» **MATERIAL FOR THIS EXERCISE**
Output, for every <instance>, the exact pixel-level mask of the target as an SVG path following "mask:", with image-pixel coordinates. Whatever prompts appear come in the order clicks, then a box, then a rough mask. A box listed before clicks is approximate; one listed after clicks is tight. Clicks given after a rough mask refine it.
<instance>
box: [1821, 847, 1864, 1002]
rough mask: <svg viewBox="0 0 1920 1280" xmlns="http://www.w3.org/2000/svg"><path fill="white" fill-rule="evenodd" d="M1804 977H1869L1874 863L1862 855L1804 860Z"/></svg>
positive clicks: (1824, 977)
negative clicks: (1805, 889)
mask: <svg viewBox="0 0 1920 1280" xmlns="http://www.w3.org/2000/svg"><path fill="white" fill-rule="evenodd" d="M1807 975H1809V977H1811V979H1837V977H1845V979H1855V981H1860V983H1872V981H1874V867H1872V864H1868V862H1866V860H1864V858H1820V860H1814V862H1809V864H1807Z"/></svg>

» **WHAT IS NEEDED**
Give back each entry so that it matches the original word for word.

» **TASK ANSWER**
Output, for every <instance>, the exact pixel-level mask of the target as an SVG path following "mask:", with image-pixel coordinates. Whatever prompts appear come in the order clicks, then a box, then a rough mask. A box listed before clicks is approximate; one listed after clicks is tight. Clicks given after a rough mask refine it.
<instance>
box: [1821, 847, 1864, 1002]
rough mask: <svg viewBox="0 0 1920 1280" xmlns="http://www.w3.org/2000/svg"><path fill="white" fill-rule="evenodd" d="M1804 977H1869L1874 863L1862 855L1804 860Z"/></svg>
positive clicks: (1824, 977)
negative clicks: (1805, 889)
mask: <svg viewBox="0 0 1920 1280" xmlns="http://www.w3.org/2000/svg"><path fill="white" fill-rule="evenodd" d="M1807 975H1809V977H1811V979H1837V977H1845V979H1855V981H1860V983H1872V981H1874V867H1872V864H1868V862H1866V860H1864V858H1820V860H1814V862H1809V864H1807Z"/></svg>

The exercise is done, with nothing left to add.